No Labour Member would argue with the contention that there is always scope for efficiency in public services, including the police service. My right hon. Friend the Member for Normanton, Pontefract and Castleford (Yvette Cooper) spoke about the HMIC report, as did the Minister. Our opposition to what the Government are planning is based on the sheer scale of the cuts to the police service that are set out. My additional argument, on which I will elaborate and on which I intervened on the Minister, is that there is unfairness in the allocation of those cuts as between different police forces around the country.

I should like to comment on the work that Merseyside police are doing. As in the case, I imagine, of most, if not all hon. Members on both sides of the House, crime and antisocial behaviour are consistently the biggest issues that my constituents raise with me on the doorstep, in surveys, in correspondence and at surgeries. In recent years, Merseyside police have faced some very serious challenges. Merseyside is No. 1 of any police force in the country in terms of the number of drug offences. I am therefore very concerned about the impact of cuts that are being made to the UK Border Agency, as well as cuts to local government and voluntary sector services for those with drug addiction.

In other areas, Merseyside has made truly remarkable progress in recent years. In 2005-06, it was the third highest police force in the country for violent crime, with a rate of 25.6 offences per 1,000 population. Thanks to the hard work of the police, including their work with the local community, that rate has halved over the past five years to 13 per 1,000, putting us 22nd in England, which puts it in the lower half of police forces. That is truly remarkable progress. Every indication that I have is that Merseyside police are determined to continue that progress, even in the context of the cuts that we are discussing.

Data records
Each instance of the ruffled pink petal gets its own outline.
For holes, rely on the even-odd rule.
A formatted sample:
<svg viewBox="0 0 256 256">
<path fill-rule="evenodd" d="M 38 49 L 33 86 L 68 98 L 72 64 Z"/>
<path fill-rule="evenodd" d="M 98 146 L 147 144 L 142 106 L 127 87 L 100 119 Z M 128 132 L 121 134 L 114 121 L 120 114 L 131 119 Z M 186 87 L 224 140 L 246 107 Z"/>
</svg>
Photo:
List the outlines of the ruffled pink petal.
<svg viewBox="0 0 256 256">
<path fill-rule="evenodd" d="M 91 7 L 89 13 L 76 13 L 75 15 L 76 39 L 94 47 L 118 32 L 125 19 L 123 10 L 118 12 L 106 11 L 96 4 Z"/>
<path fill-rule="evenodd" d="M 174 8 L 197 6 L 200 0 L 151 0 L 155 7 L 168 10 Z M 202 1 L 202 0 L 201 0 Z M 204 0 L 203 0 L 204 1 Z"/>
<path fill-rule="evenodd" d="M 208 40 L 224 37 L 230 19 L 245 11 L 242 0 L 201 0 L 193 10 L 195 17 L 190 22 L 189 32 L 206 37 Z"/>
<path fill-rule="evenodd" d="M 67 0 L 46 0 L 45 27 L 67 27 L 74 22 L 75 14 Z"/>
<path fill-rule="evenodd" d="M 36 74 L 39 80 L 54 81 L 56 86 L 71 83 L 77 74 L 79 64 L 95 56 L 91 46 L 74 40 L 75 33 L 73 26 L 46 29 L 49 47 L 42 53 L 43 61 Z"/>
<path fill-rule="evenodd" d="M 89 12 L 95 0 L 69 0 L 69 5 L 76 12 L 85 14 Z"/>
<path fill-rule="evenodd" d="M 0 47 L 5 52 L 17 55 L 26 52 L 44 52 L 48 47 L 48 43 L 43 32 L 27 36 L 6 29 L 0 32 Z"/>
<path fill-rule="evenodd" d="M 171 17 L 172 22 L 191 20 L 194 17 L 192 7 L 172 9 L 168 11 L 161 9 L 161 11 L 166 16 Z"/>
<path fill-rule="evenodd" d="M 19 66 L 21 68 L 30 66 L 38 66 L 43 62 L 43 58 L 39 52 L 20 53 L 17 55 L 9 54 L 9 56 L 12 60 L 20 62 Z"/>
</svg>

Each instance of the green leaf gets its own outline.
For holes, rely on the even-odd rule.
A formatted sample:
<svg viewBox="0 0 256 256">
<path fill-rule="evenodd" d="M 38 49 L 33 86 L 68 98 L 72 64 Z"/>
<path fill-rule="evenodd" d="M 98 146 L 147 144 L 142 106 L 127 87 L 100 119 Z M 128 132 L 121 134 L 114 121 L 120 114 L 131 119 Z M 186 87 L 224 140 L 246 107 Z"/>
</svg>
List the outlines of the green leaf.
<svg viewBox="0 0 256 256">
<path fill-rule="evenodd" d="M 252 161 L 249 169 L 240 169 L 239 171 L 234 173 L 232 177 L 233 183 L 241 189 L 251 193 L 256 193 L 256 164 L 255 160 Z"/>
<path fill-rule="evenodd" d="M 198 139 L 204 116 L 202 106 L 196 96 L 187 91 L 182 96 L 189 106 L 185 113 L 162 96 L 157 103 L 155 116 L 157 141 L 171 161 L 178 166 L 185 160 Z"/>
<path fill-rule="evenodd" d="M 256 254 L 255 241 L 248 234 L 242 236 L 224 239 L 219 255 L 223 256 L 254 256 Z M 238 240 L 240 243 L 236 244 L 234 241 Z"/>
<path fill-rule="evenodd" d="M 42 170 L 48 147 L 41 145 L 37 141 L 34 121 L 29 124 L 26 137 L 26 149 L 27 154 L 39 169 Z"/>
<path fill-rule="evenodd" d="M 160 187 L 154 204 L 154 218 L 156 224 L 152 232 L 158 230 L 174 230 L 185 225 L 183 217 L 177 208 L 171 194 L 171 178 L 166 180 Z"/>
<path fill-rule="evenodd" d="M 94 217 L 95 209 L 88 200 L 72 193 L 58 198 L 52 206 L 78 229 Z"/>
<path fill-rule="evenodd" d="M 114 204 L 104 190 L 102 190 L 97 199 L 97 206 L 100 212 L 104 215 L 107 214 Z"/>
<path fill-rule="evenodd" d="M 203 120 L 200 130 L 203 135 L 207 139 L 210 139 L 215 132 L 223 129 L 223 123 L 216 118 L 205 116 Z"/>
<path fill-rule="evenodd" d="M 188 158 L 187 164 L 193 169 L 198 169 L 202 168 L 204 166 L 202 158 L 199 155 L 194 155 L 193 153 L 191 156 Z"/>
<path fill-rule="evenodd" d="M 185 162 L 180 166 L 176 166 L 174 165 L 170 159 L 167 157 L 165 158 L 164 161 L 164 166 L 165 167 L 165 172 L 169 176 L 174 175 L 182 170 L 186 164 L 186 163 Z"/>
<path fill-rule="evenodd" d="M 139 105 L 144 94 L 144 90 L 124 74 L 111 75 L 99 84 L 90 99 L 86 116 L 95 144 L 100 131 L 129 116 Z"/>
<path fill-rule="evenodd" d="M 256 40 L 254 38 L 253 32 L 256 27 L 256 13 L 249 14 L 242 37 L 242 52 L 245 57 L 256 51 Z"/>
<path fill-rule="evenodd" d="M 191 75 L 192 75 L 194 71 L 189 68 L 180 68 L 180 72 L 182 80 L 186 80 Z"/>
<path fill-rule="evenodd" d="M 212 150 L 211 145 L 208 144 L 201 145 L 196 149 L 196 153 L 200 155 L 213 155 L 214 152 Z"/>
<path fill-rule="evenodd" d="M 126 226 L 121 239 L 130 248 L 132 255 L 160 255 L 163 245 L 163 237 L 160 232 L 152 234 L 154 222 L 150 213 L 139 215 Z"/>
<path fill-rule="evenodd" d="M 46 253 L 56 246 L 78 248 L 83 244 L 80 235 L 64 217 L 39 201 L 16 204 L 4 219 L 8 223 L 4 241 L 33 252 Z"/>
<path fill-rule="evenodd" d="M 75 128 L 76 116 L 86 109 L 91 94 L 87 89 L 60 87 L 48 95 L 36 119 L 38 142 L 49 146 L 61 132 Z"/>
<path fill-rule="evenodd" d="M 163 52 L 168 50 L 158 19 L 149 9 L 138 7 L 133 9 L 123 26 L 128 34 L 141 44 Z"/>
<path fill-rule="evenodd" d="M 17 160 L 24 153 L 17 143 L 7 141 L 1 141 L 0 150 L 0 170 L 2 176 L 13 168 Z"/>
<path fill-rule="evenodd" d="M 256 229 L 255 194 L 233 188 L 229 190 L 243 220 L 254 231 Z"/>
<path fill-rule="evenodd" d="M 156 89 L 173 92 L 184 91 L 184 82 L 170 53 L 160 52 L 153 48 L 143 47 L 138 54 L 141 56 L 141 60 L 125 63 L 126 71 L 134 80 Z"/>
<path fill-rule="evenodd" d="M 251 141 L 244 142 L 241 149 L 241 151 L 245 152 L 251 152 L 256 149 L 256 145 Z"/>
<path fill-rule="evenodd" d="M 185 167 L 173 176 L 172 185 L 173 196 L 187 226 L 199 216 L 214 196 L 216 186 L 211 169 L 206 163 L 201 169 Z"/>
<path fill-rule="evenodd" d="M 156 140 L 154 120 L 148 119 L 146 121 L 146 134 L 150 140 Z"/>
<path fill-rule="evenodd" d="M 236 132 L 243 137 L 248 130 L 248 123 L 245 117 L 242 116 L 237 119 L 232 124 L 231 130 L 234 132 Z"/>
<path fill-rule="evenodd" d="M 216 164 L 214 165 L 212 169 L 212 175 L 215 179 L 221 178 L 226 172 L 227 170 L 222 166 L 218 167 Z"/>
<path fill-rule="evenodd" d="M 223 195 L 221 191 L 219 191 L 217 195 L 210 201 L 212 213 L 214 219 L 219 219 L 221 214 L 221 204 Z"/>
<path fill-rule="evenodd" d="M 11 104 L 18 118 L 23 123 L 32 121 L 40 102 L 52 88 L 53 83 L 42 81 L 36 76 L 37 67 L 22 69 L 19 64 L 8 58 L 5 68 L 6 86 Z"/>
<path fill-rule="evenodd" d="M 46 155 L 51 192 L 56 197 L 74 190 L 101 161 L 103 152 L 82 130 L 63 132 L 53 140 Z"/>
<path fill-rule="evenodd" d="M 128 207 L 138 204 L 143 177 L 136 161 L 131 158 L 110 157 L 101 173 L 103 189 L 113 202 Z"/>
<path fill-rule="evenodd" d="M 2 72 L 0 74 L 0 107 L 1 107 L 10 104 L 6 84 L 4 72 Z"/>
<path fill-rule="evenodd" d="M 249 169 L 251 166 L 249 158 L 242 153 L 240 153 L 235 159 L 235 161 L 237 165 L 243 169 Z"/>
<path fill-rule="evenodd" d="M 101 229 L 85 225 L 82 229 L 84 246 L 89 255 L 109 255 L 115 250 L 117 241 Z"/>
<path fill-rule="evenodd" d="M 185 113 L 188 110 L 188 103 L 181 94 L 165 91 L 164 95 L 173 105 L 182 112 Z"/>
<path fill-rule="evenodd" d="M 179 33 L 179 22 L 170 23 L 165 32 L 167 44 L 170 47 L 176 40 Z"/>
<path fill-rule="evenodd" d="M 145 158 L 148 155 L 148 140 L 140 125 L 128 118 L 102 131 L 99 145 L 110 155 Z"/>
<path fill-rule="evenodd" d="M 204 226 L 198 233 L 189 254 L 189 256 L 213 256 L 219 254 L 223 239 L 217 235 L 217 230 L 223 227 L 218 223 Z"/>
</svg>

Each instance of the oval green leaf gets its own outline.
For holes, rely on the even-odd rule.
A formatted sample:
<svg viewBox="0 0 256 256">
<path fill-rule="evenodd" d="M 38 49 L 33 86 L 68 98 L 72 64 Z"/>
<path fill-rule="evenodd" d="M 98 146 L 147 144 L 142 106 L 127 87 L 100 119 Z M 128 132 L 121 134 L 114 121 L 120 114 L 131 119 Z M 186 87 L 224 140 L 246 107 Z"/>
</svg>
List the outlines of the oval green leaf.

Objectives:
A. Please answer these questions about the police cuts speech:
(i) Which report did the Member for Normanton, Pontefract and Castleford speak about?
(ii) In what respect is Merseyside No. 1 of any police force in the country?
(iii) What was Merseyside's rate of violent crime in 2005-06?
B. Rewrite the police cuts speech from "In other areas, Merseyside" up to and including "we are discussing.", putting "dedicated efforts" in place of "hard work".

Worked answers:
A.
(i) The HMIC report.
(ii) The number of drug offences.
(iii) 25.6 offences per 1,000 population.

B.
In other areas, Merseyside has made truly remarkable progress in recent years. In 2005-06, it was the third highest police force in the country for violent crime, with a rate of 25.6 offences per 1,000 population. Thanks to the dedicated efforts of the police, including their work with the local community, that rate has halved over the past five years to 13 per 1,000, putting us 22nd in England, which puts it in the lower half of police forces. That is truly remarkable progress. Every indication that I have is that Merseyside police are determined to continue that progress, even in the context of the cuts that we are discussing.